• **TRAVAIL À RÉALISER**: Recopiez fidèlement l'ensemble des lignes ci-dessous, en omettant les images.

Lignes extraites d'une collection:
# # # # # # #

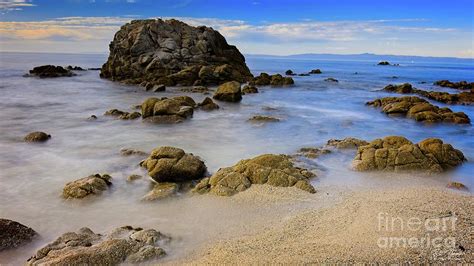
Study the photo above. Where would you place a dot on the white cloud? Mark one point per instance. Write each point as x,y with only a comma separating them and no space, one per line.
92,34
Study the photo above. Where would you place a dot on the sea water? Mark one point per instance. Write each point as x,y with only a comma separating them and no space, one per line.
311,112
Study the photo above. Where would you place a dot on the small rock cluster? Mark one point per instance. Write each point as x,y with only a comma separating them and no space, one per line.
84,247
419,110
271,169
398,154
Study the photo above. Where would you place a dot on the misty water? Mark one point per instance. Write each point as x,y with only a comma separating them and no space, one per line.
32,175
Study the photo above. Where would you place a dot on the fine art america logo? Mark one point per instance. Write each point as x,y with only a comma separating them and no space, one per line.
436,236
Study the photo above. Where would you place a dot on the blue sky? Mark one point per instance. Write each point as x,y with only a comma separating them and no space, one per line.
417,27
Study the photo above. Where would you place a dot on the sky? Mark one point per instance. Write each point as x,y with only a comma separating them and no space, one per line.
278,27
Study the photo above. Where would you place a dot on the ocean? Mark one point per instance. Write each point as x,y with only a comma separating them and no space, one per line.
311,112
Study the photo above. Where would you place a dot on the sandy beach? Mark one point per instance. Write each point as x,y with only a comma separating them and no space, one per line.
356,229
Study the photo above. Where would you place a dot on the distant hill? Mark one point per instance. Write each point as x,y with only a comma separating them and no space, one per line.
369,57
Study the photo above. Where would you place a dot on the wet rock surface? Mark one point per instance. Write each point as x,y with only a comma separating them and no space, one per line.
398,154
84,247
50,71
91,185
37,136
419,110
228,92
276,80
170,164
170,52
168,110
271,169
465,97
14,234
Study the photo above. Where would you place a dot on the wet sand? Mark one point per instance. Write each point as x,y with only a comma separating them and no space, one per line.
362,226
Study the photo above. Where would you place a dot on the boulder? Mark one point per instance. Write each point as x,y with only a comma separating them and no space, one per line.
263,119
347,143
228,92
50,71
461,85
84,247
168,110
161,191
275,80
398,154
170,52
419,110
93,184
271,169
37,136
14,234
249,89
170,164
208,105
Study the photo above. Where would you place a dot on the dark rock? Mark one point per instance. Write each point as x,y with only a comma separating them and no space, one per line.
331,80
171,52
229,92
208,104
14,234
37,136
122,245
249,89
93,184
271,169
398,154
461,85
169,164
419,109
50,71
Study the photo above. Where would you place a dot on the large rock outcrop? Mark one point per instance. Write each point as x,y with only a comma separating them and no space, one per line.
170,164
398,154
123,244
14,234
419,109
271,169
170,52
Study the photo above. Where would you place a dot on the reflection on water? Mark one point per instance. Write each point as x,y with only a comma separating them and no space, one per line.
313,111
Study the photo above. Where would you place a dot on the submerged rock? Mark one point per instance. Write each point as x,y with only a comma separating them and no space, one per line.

# # # # # # #

• **SOLUTION PROPOSÉE**:
Study the photo above. Where would you place a dot on the white cloud? Mark one point per instance. Write each point as x,y with only a comma separating them and no space, one per line.
92,34
Study the photo above. Where would you place a dot on the sea water? Mark one point per instance. Write each point as x,y with only a comma separating them and no space, one per line.
311,112
Study the photo above. Where would you place a dot on the small rock cluster? Mark one point per instance. Write each point as x,y with only a comma separating them and no space, one per line.
84,247
419,110
271,169
398,154
Study the photo above. Where would you place a dot on the misty water? Mark one point per instance. Write each point as x,y with only a comma separating them and no space, one per line.
32,175
Study the photo above. Where would you place a dot on the fine art america logo? Mark one point per instance. Write each point as x,y with only a comma separating them and no space, one per line.
436,236
Study the photo above. Where would you place a dot on the blue sky? Mark one point per instance. Write each point as x,y with only a comma separating them and no space, one per line.
417,27
Study the photo above. Where would you place a dot on the sky? Mark one point per instance. Write each point as x,y with only a comma separating them and no space, one per line.
278,27
Study the photo above. Where would you place a dot on the ocean? Mark one point per instance. Write each point as x,y with only a comma separating them and no space, one per line.
311,112
Study the photo above. Where would you place a dot on the sandy beach? Mark one point per instance. Write each point as x,y with only a comma separating them and no space, one per line.
356,229
Study the photo above. Where would you place a dot on the distant hill? Mark one point per instance. Write each point as x,y with only a comma separating them and no space, one per line.
369,57
Study the photo above. Where would you place a dot on the wet rock surface? Mark one point per instance. Write each point as x,y with only a comma separating them and no space, one per line.
398,154
84,247
50,71
91,185
37,136
419,110
228,92
276,80
170,164
170,52
168,110
271,169
465,97
14,234
Study the photo above. Where would you place a dot on the wet sand? Mark one point per instance. Write each point as x,y with only a comma separating them and no space, one per line.
362,226
Study the photo above. Where would you place a dot on the boulder? Mark one point per instance. Write each point as x,y with only a comma separating them and no space, one per line.
263,119
347,143
228,92
50,71
461,85
84,247
168,110
161,191
275,80
398,154
170,52
419,110
93,184
271,169
37,136
14,234
249,89
170,164
208,105
Study the photo above. Where would you place a dot on the dark rock? Mark one point per instance. Write each point as x,y with only a comma separating them and no space, one per line.
331,80
171,52
229,92
208,104
14,234
37,136
122,245
249,89
93,184
271,169
398,154
461,85
169,164
419,109
50,71
Study the photo above. Where would you place a dot on the large rock outcrop? Mark one point per instance. Write each point as x,y with only a comma separating them and no space, one per line.
170,164
398,154
123,244
14,234
419,109
271,169
170,52
Study the photo above. Where would you place a dot on the reflection on water? Mark one point per instance. Write each point as x,y with only a comma separating them and no space, one per line.
313,111
Study the photo above. Where would you place a dot on the submerged rock? Mark one point per instance. Write each point as x,y with only a comma separating them and no space, one per line.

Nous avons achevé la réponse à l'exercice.